◆ What is being asked
Reproduce the data below word for word, starting at the line containing "Given the photograph above, point out the building window" and ending with the line containing "Target: building window", both included.

* Start Records for processing *

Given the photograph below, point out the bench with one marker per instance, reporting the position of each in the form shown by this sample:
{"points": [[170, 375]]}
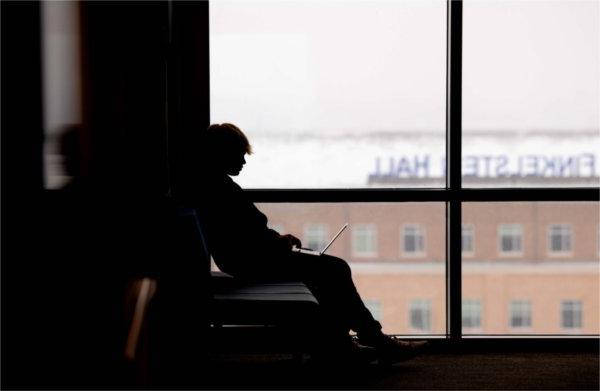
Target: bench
{"points": [[199, 309]]}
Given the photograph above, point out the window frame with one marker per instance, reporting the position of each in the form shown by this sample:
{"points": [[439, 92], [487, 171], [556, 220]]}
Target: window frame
{"points": [[323, 228], [423, 236], [510, 227], [470, 253], [473, 330], [560, 253], [372, 229], [426, 306], [562, 319], [529, 305], [190, 110]]}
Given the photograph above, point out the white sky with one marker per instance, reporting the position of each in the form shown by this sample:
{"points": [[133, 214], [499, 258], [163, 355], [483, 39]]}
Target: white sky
{"points": [[339, 67]]}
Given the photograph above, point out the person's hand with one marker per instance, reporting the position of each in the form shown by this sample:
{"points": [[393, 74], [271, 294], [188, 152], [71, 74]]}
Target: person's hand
{"points": [[290, 241]]}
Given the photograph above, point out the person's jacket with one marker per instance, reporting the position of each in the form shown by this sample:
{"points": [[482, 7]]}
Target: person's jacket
{"points": [[237, 233]]}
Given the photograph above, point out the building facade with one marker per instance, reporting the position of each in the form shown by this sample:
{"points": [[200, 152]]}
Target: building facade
{"points": [[528, 267]]}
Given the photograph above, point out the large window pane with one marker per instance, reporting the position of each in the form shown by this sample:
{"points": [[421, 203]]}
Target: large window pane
{"points": [[333, 94], [531, 93], [407, 294], [535, 290]]}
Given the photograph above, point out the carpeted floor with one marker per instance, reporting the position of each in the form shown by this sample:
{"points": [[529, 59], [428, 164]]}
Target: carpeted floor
{"points": [[470, 371]]}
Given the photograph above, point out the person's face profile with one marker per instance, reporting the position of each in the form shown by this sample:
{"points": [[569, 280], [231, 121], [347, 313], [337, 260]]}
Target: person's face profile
{"points": [[234, 162]]}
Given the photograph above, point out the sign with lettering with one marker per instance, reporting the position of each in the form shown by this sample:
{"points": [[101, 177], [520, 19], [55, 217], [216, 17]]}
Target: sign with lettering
{"points": [[488, 166]]}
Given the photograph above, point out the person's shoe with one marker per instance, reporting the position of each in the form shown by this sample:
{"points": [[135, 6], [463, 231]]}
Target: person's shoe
{"points": [[391, 350]]}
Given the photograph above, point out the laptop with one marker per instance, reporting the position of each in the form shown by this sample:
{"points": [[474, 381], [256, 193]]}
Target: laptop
{"points": [[313, 252]]}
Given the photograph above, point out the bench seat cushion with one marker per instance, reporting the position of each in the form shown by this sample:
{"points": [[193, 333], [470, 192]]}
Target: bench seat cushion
{"points": [[247, 303]]}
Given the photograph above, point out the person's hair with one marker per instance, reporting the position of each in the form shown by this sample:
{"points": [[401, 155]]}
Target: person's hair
{"points": [[225, 136]]}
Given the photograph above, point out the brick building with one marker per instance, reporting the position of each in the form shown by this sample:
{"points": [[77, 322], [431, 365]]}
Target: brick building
{"points": [[528, 267]]}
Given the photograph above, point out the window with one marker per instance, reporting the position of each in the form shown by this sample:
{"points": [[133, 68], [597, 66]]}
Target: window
{"points": [[364, 240], [420, 315], [471, 314], [489, 157], [510, 239], [413, 240], [520, 314], [571, 314], [559, 238], [277, 227], [315, 236], [467, 244], [304, 94], [374, 306]]}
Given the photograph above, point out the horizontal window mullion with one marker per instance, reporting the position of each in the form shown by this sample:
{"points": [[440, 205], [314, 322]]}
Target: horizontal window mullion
{"points": [[424, 195]]}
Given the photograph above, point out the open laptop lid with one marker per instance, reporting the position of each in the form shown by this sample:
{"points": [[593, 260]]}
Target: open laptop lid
{"points": [[334, 238]]}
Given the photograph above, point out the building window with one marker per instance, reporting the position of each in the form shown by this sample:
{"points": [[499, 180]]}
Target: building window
{"points": [[315, 236], [467, 239], [510, 239], [420, 315], [277, 227], [413, 240], [374, 306], [520, 314], [571, 314], [471, 314], [364, 240], [559, 238]]}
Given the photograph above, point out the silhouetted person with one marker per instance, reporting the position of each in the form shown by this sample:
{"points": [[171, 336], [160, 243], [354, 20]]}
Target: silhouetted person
{"points": [[242, 245]]}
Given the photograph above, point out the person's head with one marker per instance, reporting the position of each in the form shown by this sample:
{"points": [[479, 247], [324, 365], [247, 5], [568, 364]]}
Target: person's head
{"points": [[227, 146]]}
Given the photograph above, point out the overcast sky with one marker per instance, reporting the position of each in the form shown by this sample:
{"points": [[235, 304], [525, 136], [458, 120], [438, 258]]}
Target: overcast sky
{"points": [[363, 66]]}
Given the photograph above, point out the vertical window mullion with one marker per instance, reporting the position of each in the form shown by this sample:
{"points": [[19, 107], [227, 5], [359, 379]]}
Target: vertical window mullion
{"points": [[453, 169]]}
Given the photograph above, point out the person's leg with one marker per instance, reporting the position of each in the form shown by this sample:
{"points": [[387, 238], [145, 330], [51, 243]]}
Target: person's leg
{"points": [[330, 280]]}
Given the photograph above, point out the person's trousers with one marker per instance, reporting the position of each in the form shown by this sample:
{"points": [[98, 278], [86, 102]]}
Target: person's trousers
{"points": [[330, 280]]}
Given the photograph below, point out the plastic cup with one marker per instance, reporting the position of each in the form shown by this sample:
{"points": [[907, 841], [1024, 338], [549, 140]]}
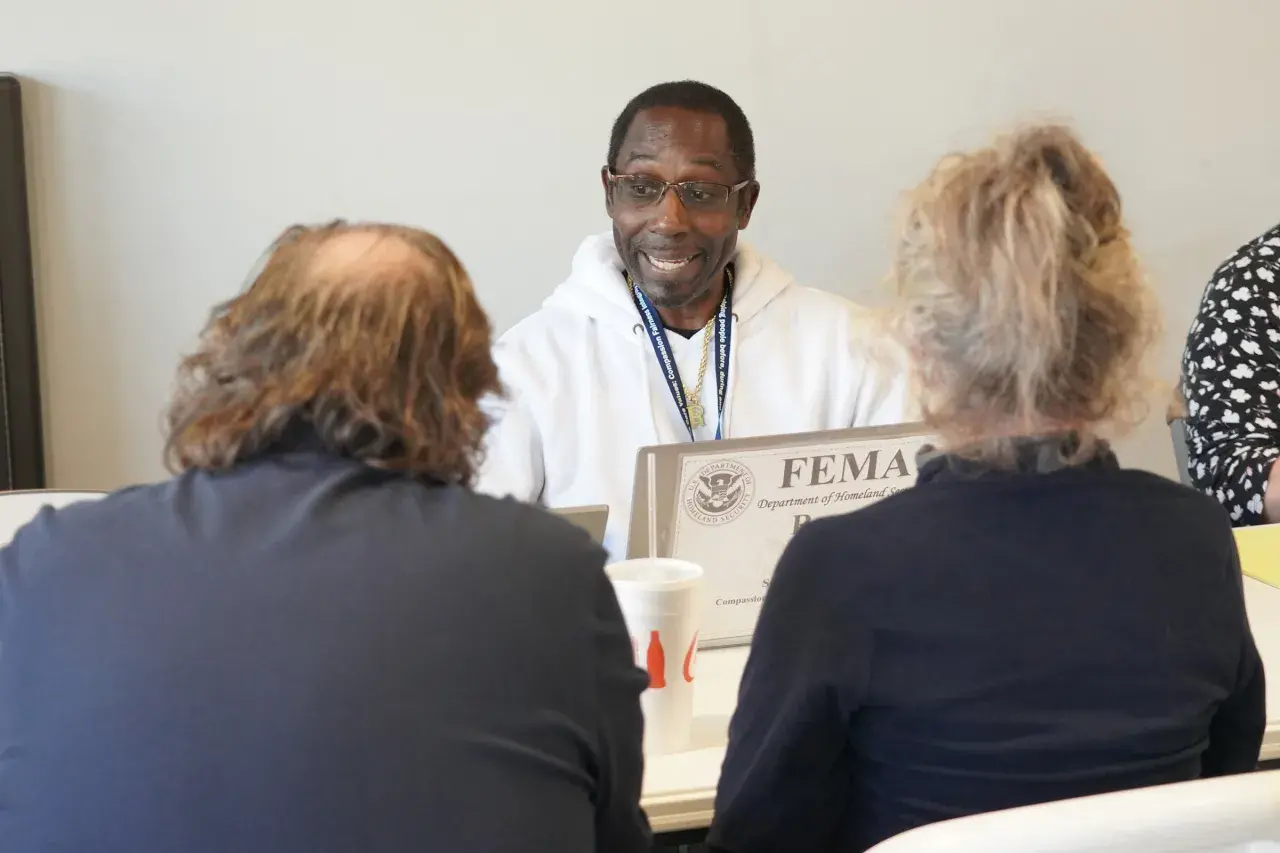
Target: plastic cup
{"points": [[659, 601]]}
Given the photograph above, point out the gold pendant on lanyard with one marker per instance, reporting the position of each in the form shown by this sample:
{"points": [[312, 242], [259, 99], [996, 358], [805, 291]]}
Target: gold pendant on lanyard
{"points": [[694, 396]]}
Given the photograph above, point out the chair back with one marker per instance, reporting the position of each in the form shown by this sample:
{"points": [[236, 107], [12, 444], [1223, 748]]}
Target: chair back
{"points": [[19, 507], [1226, 815]]}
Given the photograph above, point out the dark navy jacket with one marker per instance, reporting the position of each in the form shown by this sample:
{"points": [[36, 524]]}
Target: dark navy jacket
{"points": [[306, 655], [983, 641]]}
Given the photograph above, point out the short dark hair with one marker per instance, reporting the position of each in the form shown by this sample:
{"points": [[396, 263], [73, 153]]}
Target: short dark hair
{"points": [[699, 97]]}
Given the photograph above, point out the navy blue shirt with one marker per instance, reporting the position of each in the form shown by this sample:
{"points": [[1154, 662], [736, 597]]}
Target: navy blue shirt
{"points": [[983, 641], [306, 655]]}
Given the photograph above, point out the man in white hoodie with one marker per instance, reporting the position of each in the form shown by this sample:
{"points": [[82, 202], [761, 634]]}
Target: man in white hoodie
{"points": [[670, 329]]}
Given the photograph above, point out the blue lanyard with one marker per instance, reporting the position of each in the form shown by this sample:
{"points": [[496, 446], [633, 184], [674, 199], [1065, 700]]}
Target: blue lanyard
{"points": [[667, 361]]}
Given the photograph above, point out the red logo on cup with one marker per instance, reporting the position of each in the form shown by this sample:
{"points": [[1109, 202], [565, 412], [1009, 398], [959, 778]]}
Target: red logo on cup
{"points": [[657, 662], [689, 658]]}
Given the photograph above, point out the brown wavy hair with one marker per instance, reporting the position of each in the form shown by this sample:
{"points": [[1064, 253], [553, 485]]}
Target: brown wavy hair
{"points": [[368, 337], [1022, 302]]}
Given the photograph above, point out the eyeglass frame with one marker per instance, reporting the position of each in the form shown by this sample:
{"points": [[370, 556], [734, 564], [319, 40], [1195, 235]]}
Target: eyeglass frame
{"points": [[668, 185]]}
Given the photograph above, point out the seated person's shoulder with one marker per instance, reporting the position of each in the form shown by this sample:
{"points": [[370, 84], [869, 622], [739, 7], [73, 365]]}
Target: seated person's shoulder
{"points": [[535, 534]]}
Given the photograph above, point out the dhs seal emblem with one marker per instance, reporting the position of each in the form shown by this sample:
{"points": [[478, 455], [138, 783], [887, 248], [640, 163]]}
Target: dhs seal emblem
{"points": [[718, 493]]}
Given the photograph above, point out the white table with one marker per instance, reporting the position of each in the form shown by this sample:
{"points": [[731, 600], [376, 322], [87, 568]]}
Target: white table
{"points": [[680, 789]]}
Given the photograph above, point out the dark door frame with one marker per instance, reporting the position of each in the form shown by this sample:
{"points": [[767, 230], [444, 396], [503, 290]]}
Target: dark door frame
{"points": [[22, 437]]}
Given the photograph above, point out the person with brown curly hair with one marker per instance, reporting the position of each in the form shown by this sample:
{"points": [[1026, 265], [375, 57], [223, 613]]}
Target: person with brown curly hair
{"points": [[1031, 621], [315, 637]]}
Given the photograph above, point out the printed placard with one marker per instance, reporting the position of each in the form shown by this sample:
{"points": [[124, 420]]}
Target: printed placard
{"points": [[732, 506]]}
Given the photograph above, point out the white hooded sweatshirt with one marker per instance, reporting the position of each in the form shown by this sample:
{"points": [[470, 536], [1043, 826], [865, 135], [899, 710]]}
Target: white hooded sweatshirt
{"points": [[585, 391]]}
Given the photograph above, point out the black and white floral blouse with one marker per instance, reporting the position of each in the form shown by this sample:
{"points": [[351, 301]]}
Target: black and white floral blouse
{"points": [[1232, 381]]}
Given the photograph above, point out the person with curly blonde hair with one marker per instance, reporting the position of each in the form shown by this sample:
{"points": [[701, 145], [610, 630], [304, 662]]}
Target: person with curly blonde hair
{"points": [[1031, 621], [316, 637]]}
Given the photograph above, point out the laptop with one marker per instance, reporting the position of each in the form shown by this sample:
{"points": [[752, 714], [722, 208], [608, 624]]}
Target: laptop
{"points": [[593, 519]]}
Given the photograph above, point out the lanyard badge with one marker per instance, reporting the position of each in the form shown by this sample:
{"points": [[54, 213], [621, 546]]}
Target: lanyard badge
{"points": [[723, 325]]}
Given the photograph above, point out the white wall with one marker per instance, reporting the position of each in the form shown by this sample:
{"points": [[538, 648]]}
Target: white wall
{"points": [[170, 141]]}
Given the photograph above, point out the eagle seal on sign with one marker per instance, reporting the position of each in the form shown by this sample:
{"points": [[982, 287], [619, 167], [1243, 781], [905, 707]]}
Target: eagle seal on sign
{"points": [[718, 492]]}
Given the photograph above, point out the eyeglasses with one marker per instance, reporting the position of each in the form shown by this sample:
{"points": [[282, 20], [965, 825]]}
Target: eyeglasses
{"points": [[703, 196]]}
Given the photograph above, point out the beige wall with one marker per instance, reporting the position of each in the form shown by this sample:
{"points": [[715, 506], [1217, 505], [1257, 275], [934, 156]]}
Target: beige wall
{"points": [[170, 141]]}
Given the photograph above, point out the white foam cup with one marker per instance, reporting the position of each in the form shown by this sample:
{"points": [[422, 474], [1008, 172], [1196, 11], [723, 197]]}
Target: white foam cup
{"points": [[659, 601]]}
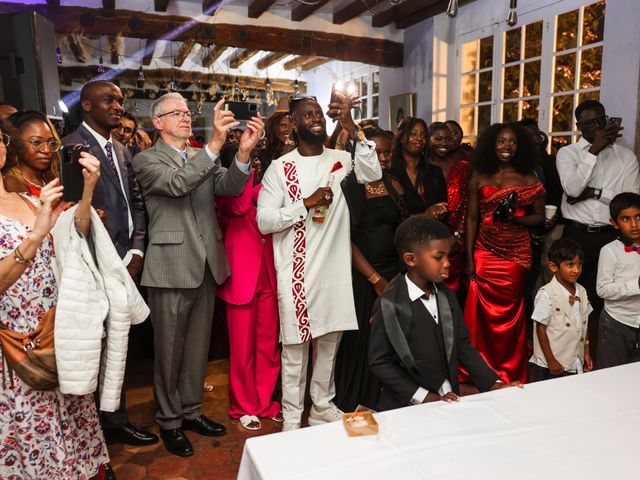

* End Records for processing *

◆ Result of this exercise
Given the photograph above, point out the building window with one marker per instance, reporting the position of each in the form shown by this sample:
{"points": [[499, 180]]}
Target: building window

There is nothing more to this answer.